(Location identification items)
+ + + + +

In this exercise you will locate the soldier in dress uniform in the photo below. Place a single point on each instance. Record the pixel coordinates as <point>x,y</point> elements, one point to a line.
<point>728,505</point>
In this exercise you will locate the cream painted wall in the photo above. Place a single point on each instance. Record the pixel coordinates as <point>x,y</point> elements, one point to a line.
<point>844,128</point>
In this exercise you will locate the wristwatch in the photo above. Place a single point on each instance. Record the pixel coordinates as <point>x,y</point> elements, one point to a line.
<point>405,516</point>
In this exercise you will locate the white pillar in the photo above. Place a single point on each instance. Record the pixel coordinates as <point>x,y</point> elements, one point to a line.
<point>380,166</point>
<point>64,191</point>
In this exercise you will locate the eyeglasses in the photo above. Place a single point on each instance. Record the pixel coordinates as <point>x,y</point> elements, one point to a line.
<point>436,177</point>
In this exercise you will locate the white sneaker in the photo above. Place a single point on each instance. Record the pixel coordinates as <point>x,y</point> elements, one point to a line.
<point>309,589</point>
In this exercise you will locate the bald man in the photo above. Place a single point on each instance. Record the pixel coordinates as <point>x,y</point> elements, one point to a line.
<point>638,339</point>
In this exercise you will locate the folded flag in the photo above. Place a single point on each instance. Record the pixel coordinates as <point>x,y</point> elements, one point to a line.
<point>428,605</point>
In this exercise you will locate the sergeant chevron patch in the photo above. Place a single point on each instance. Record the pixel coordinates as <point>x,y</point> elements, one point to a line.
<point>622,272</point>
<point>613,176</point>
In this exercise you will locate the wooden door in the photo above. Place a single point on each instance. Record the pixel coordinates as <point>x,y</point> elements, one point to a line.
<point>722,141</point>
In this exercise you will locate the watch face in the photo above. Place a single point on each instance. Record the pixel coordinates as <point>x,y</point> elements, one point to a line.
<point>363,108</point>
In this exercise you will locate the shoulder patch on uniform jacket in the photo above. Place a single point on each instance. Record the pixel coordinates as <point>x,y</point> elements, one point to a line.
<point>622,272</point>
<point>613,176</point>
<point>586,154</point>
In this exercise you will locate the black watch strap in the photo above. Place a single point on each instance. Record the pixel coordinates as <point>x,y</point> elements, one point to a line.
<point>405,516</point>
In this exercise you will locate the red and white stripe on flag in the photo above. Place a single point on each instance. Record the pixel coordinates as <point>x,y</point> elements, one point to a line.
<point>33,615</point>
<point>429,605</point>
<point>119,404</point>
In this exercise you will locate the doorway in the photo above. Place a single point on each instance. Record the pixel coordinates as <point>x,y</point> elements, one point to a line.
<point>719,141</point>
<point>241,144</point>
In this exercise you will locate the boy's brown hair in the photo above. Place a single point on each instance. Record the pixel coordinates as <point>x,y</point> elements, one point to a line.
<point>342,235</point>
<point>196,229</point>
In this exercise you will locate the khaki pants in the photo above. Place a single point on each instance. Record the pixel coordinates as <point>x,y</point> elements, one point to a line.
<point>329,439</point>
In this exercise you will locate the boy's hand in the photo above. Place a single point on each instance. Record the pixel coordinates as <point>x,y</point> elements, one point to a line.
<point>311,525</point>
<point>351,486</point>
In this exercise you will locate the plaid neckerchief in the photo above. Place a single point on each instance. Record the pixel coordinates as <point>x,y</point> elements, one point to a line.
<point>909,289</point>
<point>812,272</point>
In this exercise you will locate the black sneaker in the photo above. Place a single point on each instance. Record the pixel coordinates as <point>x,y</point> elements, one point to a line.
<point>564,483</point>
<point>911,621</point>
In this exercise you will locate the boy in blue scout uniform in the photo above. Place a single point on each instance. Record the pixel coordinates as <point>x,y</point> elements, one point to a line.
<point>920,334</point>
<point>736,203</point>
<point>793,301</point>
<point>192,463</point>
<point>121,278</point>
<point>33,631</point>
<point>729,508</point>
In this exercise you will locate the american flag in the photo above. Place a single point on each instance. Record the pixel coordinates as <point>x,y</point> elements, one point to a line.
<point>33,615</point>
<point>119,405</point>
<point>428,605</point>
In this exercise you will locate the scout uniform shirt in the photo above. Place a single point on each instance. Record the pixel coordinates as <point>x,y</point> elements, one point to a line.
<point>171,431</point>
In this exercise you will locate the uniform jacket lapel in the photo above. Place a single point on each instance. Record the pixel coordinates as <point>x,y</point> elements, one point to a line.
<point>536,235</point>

+ + + + +

**Required work**. Repeat exactly, and only, the lines of the records above, starting with the line that contains "In this exercise you will locate the american" and ending with the final line, both included.

**Problem solution**.
In this exercise you will locate the american flag in the photo above. Place a single point on each instance. Record the pixel coordinates as <point>x,y</point> elements, one point to a line.
<point>33,615</point>
<point>119,405</point>
<point>428,605</point>
In this exercise you will locate the scout uniform shirt in the photo above. Place a single point on each instance. Record the pixel coordinates as <point>x,y</point> elements, one point to a line.
<point>171,431</point>
In this exercise you will locate the uniform jacket lapel in the photo above. Place a single point on each instance. Record the pixel coordinates as <point>x,y</point> elements, one point to a line.
<point>536,235</point>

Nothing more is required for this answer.